▸ GIVEN PROBLEM
Copy every line of the records below word for word, leaving out the pictures.

▸ RECORDS PROVIDED
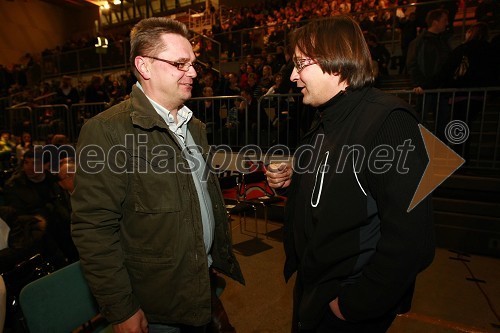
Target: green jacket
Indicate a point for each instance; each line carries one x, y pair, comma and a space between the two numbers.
136, 218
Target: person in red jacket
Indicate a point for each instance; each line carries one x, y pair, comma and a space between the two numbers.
350, 236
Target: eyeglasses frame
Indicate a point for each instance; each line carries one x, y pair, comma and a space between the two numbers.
178, 64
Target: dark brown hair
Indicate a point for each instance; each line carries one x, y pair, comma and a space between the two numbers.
145, 37
338, 46
478, 31
435, 15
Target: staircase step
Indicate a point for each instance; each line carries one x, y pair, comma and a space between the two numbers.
470, 207
478, 242
467, 221
473, 183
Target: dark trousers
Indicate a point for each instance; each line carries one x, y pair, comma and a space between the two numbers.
331, 324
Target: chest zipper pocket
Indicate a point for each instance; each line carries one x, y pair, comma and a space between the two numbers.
316, 194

▸ RESULT BELOW
Target: green jacket
Indicate a point for each instance; each line carries one x, y pair, comma and a space between the two numbers.
136, 218
Target: person in red jacket
Indicate a point for each instance; each line carries one x, y pair, comma and a space between the two numbers.
350, 236
Target: eyeglasses frame
Indicate a point for each instance; each line carries one x, y pair, comma and a space between the two numbers.
178, 64
Target: dark brown hair
Indicate a point for each instance; each line carries one x, y pair, comma and a space between the two numbers.
145, 37
338, 46
478, 31
435, 15
Target: staircase step
Indicate a point for each instance; each line carries one x, y pair, comma and a space between the two numbers.
470, 207
478, 242
467, 221
473, 183
Target: dark trousers
Indicate a point for each instance; each line carries one x, y pair, comma and a space between the two numbers.
331, 324
Target: chest zipper pocket
Indicate a point for each instance; each line carries one x, y pair, comma and a space between the two numbers.
316, 194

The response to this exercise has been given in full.